■ **TEXT PROVIDED**
· · ·

By Michael Kinney
MEXICO – I used to be addicted to “The Love Boat.” Couldn’t tell you why a young kid in his pre-teen years enjoyed watching a campy show that followed the staff exploits of the cruise ship the Pacific Princess.
From Capt. Merrill Stubing to the doctor to Cruise Director Julie Mccoy, the cast was entertaining and funny. As the only black cast member, Ted Lange who played Issac Washington, the bartender, was my favorite character. He also had serious game and a mustache.
However, as much as I liked the comedy, which ran from 1977-87, it never sparked a passion to want to spend any time on a cruise ship. As soon I discovered football and hit puberty, I pretty much forgot about the Love Boat and any attraction I had for it.
So last year when it was suggested that my 30th high school class reunion be held on a cruise ship, I admit I was not the most excited about the prospect. I had hoped my classmates would latch onto another idea instead of being stuck in the middle of the ocean for a few days.
That was not the case. Overwhelmingly, the Lawton Eisenhower Class of 1992 voted to celebrate our 30 year reunion with a five-day stroll through the Caribbean in June.
While my excitement level was low heading into the cruise, it turned out to be a great experience on Royal Caribbean Grandeur of the Seas.
The crew and staff were amazing. I was fascinated by how hard they were working from before sun up to way past sundown. They always had a friendly attitude and I enjoyed getting to know a few of the ones who took care of us.
The excursions at Cozumel and Costa Maya were my favorite part. Others in the reunion group chose to hit the beach, go shopping or scuba dive. I wandered around the jungle checking out ruins and four-wheeling to cenotes and caverns.
The meals were top-notch. The braised lamb shank and every dessert top the list.
The best on-board entertainment may have been the Love and Marriage contest. A couple that had been married 54 years brought the house down and became local ship celebrities with their honest answers. (Hint: He had no love loss for her departed mother).
However, the main reason it was an amazing experience had to do with the 17 classmates (and family) who decided to take the journey. The people you choose to be around will dictate your level of enjoyment.

· · ·

■ **MATERIAL PROVIDED**

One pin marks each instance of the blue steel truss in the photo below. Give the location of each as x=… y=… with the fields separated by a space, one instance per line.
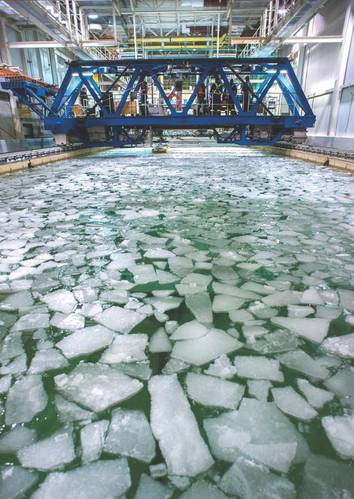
x=244 y=125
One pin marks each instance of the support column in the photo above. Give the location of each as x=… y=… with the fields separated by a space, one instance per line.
x=343 y=62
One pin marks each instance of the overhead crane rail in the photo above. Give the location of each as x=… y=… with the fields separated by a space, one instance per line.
x=249 y=101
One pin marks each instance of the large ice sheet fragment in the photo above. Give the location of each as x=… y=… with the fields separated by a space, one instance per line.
x=248 y=480
x=211 y=391
x=119 y=319
x=201 y=350
x=290 y=402
x=15 y=481
x=46 y=360
x=189 y=330
x=96 y=386
x=126 y=348
x=177 y=435
x=317 y=397
x=17 y=438
x=107 y=479
x=25 y=399
x=260 y=429
x=302 y=362
x=314 y=330
x=60 y=301
x=202 y=489
x=92 y=438
x=342 y=346
x=130 y=435
x=258 y=368
x=200 y=306
x=85 y=341
x=340 y=432
x=48 y=454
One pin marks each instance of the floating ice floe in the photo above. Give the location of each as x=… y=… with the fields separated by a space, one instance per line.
x=215 y=392
x=126 y=348
x=86 y=341
x=25 y=399
x=16 y=481
x=317 y=397
x=258 y=368
x=340 y=432
x=250 y=430
x=176 y=436
x=342 y=346
x=48 y=454
x=92 y=438
x=60 y=301
x=251 y=481
x=160 y=342
x=96 y=386
x=16 y=439
x=119 y=319
x=290 y=402
x=130 y=435
x=109 y=479
x=201 y=350
x=46 y=360
x=302 y=362
x=314 y=330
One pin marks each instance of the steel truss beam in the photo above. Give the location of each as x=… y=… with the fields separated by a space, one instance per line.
x=248 y=124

· · ·

■ **WHAT YOU HAVE TO DO**
Copy verbatim the part of the cruise reunion article from "The crew and" to "top the list.".

■ **YOUR SOLUTION**
The crew and staff were amazing. I was fascinated by how hard they were working from before sun up to way past sundown. They always had a friendly attitude and I enjoyed getting to know a few of the ones who took care of us.
The excursions at Cozumel and Costa Maya were my favorite part. Others in the reunion group chose to hit the beach, go shopping or scuba dive. I wandered around the jungle checking out ruins and four-wheeling to cenotes and caverns.
The meals were top-notch. The braised lamb shank and every dessert top the list.